■ **What the task requires**:
According to the drunk driving text, why can a driver be arrested under Title 29-A Section 2411 even without a blood-alcohol concentration of 0.08 or higher?
**** Page text
Last year, nearly 800 Americans died in drunk driving crashes just in December alone last year. The National Highway Traffic Safety Administration reports nearly one-third of the 37,500 people killed in car accidents in 2016 were involved in crashes were at least one driver had a blood-alcohol concentration of 0.08 or higher.
In Maine, there were almost 500 deaths caused by drunk drivers over a recent nine-year stretch. Approximately 1.2 percent of Maine drivers surveyed admitted to driving while too impaired to do so at least once in the last 30 days. The actual number is likely much higher, as these are only self-admitted cases. The Press Herald in Portland reported earlier this year that more than 16,000 drivers in Maine have had four or more OUI convictions since 1980. More than 80,000 drivers in Maine have more than one OUI conviction. Many of these instances happen around the holidays, when people are more likely to be attending parties and gatherings where alcohol is served. Having a plan for transportation before the festivities is the best way to avoid causing a drunk driving accident.
Title 29-A Section 2411 prohibits operating a vehicle while under the influence of intoxicants or having an alcohol level of 0.08 grams per 100 milliliters of blood. It’s not necessary for one to have a BAC of 0.08 or higher to be arrested under this statute, as one can be deemed “under the influence” if his or her normal faculties have been impaired by the substance. This is a criminal offense, obviously, but it can also be an indicator of negligence. Negligence is a breach of one’s duty to use reasonable care, resulting in injury. All drivers must use reasonable care behind the wheel. To drive while under the influence (even just “buzzed”) can be interpreted as failure to use reasonable care while driving.
********
**** Material shown
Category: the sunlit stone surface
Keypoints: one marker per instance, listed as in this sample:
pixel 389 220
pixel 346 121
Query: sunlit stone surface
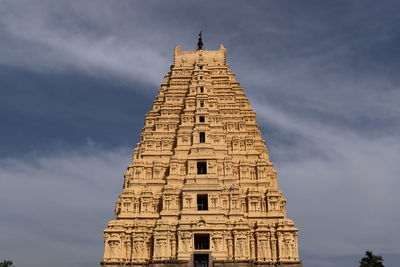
pixel 200 190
********
■ **Finished answer**:
A driver can also be deemed "under the influence" if the substance has impaired his or her normal faculties. A BAC of 0.08 or higher isn't required for an arrest under the statute.